### WORK ORDER
Which lines run from the one containing "Tag every instance of the bald" to the end of the entries? Copy them exactly, both ends included, and give nothing else.

+++ GIVEN RECORDS

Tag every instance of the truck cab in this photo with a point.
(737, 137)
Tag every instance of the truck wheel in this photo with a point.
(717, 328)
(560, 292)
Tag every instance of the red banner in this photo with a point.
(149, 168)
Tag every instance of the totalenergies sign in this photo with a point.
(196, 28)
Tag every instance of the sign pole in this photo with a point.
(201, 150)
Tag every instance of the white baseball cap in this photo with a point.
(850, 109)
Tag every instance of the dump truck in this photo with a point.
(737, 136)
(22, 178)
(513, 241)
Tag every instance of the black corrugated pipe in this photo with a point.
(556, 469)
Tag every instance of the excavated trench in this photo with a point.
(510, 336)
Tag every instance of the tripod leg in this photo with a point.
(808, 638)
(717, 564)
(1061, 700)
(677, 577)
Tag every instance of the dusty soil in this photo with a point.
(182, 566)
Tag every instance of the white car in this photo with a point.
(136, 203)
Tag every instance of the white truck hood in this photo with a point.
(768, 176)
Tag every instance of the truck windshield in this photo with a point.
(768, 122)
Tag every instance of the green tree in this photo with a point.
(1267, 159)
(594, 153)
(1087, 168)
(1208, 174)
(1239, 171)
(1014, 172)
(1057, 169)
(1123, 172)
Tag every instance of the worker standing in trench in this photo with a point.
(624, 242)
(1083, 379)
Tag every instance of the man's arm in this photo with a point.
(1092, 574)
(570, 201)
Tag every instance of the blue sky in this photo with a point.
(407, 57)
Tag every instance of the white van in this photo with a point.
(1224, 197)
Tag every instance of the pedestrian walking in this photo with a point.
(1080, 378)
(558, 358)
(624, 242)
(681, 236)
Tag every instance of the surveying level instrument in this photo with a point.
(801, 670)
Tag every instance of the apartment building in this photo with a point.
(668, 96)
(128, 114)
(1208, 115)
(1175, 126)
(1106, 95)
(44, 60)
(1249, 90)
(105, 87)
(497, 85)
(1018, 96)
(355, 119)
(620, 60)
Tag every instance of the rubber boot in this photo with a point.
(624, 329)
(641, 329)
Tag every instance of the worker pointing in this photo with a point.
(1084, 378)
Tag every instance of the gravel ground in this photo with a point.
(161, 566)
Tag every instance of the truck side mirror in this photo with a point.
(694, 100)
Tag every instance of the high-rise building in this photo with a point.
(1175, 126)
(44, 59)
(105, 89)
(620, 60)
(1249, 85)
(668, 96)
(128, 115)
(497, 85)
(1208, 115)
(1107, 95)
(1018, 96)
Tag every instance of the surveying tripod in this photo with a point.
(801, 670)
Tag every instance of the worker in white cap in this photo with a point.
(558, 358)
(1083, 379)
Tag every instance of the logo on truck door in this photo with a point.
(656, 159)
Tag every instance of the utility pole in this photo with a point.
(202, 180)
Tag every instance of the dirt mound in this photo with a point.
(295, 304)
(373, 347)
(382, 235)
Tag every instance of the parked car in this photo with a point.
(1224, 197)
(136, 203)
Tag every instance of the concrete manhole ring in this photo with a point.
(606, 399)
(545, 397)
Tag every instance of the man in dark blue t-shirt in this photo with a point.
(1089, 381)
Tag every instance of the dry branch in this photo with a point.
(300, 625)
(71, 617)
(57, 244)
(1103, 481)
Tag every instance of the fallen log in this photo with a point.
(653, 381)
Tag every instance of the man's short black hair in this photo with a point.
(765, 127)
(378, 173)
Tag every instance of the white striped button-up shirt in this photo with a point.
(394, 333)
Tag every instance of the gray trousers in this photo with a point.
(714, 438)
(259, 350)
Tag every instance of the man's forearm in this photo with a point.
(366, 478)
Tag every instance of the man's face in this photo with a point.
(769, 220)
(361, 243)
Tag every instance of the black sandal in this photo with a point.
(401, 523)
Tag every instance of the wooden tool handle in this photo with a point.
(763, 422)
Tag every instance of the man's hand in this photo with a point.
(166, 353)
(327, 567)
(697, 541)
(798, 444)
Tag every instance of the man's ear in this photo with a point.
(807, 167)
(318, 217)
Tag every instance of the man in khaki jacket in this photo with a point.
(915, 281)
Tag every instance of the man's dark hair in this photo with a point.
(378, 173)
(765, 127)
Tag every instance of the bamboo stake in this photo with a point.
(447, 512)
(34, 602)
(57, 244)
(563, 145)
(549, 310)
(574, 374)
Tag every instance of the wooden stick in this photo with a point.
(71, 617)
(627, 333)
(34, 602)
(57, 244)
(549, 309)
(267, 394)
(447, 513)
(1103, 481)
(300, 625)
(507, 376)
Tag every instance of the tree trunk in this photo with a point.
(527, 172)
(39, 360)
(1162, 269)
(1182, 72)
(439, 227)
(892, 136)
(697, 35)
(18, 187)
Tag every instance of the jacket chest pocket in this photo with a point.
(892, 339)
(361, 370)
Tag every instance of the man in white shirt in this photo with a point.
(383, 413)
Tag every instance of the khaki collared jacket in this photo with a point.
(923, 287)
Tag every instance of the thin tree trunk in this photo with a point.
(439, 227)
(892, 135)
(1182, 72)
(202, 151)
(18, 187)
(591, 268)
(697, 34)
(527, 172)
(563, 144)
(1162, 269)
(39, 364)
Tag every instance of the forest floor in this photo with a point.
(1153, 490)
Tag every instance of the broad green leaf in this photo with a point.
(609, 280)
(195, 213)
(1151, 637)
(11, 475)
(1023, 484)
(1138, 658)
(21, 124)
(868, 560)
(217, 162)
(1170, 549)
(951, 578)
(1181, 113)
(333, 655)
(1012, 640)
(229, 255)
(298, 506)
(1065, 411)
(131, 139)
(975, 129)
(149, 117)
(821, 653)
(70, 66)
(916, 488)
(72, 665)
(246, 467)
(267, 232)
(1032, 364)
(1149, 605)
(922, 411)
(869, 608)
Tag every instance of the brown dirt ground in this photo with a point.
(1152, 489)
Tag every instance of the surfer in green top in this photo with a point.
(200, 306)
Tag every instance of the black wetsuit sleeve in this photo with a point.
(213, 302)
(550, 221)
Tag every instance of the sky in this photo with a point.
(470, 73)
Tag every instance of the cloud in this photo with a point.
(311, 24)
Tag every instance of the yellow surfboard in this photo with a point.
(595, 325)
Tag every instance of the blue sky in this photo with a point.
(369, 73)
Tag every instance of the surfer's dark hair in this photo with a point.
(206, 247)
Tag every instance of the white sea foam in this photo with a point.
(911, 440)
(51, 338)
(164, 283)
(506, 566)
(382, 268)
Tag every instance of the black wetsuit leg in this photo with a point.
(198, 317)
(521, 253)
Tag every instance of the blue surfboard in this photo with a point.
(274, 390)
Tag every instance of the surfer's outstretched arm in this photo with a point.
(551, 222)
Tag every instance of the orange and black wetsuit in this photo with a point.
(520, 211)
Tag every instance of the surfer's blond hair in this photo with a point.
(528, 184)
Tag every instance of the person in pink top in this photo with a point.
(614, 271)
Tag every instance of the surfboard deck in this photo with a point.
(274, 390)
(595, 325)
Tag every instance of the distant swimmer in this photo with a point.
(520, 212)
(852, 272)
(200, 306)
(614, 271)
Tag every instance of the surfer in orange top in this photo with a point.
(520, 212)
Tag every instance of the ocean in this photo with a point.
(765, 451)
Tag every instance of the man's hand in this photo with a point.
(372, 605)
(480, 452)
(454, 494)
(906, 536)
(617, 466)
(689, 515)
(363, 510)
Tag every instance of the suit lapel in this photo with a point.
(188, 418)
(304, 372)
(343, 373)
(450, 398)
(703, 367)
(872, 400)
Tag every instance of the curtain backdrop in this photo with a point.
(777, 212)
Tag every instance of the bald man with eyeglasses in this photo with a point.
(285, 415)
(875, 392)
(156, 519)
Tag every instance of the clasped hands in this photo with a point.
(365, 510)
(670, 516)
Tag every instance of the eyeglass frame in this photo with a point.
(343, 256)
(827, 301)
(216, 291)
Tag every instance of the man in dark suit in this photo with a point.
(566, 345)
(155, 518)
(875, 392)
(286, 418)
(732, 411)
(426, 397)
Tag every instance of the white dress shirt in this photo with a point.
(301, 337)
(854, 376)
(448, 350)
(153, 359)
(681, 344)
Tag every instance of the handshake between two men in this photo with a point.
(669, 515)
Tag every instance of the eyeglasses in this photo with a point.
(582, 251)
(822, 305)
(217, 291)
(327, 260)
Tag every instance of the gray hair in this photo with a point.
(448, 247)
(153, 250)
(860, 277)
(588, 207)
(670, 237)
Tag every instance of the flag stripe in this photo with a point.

++++++

### EXERCISE SOLUTION
Tag every instance of the bald man with eyeglasses in this photo with a point.
(285, 415)
(875, 392)
(156, 519)
Tag every instance of the clasped hands in this photo with a point.
(365, 510)
(670, 516)
Tag every instance of the eyeglass frame in this photo with a point.
(343, 256)
(827, 301)
(216, 291)
Tag every instance of the man in dark suit in this photo with a point.
(566, 345)
(155, 518)
(875, 392)
(286, 418)
(732, 411)
(426, 397)
Tag every instance of the white dress shirt in this photo with a point.
(301, 337)
(854, 376)
(448, 350)
(153, 359)
(681, 344)
Tag every instance of the handshake between two men in this photo with a point.
(669, 515)
Tag every instance of the eyeglasses in this photo with a point.
(582, 251)
(822, 305)
(217, 291)
(327, 260)
Tag every instance of the gray hair in this photo with a point.
(448, 247)
(153, 250)
(860, 277)
(588, 207)
(670, 237)
Tag every instance of the flag stripe in this photo with a point.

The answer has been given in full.